Consigne à suivre:
Réécrivez sous forme de liste le paragraphe de l'article sur le Maroc et le Parlement européen qui commence par « Selon le quotidien belge Le Soir », en conservant ses faits principaux.

─── Extrait du texte ───

Le Maroc fâché contre le Parlement européen

Les parlementaires marocains ont vivement réagi au vote d’une résolution du Parlement européen relative aux soupçons de corruption et à la liberté de la presse. Ils réexaminent leurs relations avec leurs collègues européens, à l’aune de ce qu’ils considèrent comme une ingérence.
Les affaires de corruption supposée au Parlement européen prennent un tour diplomatique inquiétant. Les révélations vont bon train, au sein des institutions de l’Union européenne, sur des « cadeaux » reçu par tel ou tel député européen, – y compris la présidente du Parlement européen, Roberta Metsola – venu de lobbies plus ou moins bien intentionnés. Ces lobbies viendraient de divers pays, Qatar et Maroc, ainsi que la Mauritanie, étant souvent cités.
« Il y a une affaire de corruption de la justice belge et on profite de cette occasion pour essayer de régler des comptes avec le Maroc. La réponse est venue du Parlement marocain parce que c’est le Parlement européen qui interfère dans le système judiciaire marocain. »
Selon le quotidien belge Le Soir, une trentaine de députés européens, issus des groupes de gauche et des écologistes, ont demandé à la présidente Metsola d’interdire aux diplomates marocains d’accéder au Parlement européen, le temps de l’enquête sur cette corruption présumée. Une mesure similaire a déjà été prise à l’égard des Qataris. Cette demande sera examinée ce 26 janvier.
Le 19 janvier, les députés européens ont décidé de voter une résolution s’inquiétant de la liberté de la presse au Maroc, en même temps que des affaires de corruption. Le Parlement de Strasbourg demande aux autorités marocaines de « respecter la liberté d’expression et la liberté des médias » et à mettre fin au « harcèlement de tous les journalistes ». Les députés font explicitement allusion à la condamnation du journaliste Omar Radi, condamné en appel à six ans de prison pour « atteinte à la sécurité intérieure de l’État » et « viol », ainsi que de deux autres journalistes détenus pour des motifs comparables.
De plus, les députés se disent « profondément préoccupés » par « les allégations selon lesquelles les autorités marocaines auraient corrompu des députés au Parlement européen ». Cette demande n’est « absolument pas contraignante pour les pays de l’Union européenne », nuance le chercheur Emmanuel Dupuy. Qui ne voit « aucun changement » dans les relations diplomatiques entre le Maroc et ses partenaires, du fait de ce texte.
Une « évaluation globale »
Pourtant, la réplique marocaine ne s’est pas fait attendre, au niveau parlementaire. Les députés ont décidé unanimement, lundi 23 janvier de « reconsidérer » les relations avec le Parlement européen, rejetant l’« « ingérence » dans les affaires du Royaume. Les deux chambres du Parlement se sont réunies en séance plénière à Rabat pour « évaluer » la résolution du Parlement européen.

─── Contenu des données ───

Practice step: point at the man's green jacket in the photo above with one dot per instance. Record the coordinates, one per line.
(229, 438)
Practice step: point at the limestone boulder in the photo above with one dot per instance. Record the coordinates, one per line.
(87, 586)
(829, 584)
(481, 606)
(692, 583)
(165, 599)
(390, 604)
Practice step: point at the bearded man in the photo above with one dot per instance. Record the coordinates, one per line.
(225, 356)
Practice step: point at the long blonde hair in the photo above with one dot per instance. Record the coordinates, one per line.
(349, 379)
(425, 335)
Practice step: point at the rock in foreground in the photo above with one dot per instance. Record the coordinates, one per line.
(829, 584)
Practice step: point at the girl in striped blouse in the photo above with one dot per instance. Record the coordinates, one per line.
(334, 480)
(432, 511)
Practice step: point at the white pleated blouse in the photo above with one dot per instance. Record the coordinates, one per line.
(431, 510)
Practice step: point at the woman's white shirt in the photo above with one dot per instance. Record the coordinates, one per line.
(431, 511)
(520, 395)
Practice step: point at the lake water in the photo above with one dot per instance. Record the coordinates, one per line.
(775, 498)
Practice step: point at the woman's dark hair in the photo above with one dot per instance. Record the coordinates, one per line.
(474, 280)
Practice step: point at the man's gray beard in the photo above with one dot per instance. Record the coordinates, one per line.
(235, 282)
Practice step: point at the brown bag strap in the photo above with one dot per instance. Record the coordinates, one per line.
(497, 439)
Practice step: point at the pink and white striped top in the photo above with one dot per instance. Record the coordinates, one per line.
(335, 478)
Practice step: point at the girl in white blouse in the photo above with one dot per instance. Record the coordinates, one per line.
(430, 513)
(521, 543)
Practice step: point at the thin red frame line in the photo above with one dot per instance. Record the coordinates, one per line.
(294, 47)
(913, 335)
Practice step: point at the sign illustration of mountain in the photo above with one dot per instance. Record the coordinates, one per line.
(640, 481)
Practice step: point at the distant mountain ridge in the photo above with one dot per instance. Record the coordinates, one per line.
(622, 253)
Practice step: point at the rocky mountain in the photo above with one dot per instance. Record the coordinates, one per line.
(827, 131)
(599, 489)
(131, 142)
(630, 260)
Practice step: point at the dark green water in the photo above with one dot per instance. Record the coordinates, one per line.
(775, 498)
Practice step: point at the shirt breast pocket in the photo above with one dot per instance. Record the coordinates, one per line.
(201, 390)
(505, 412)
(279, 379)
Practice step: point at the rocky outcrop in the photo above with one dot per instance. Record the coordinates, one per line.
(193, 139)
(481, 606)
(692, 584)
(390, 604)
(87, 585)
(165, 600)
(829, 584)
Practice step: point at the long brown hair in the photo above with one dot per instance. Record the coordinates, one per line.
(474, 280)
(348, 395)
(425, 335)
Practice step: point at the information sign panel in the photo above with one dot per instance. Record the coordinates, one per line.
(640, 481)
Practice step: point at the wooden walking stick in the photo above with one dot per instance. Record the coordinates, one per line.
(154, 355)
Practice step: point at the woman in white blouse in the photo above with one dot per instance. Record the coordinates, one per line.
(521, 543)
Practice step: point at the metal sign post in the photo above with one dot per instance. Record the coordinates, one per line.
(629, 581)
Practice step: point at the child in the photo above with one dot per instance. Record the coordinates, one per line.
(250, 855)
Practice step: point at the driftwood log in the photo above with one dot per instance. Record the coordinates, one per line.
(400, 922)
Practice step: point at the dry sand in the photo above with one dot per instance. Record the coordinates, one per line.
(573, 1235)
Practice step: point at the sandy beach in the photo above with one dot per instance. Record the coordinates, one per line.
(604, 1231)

───

Tâche accomplie:
- Source : le quotidien belge Le Soir.
- Une trentaine de députés européens des groupes de gauche et des écologistes ont demandé à la présidente Metsola d'interdire aux diplomates marocains l'accès au Parlement européen.
- Cette interdiction vaudrait le temps de l'enquête sur la corruption présumée.
- Une mesure similaire a déjà été prise à l'égard des Qataris.
- La demande sera examinée le 26 janvier.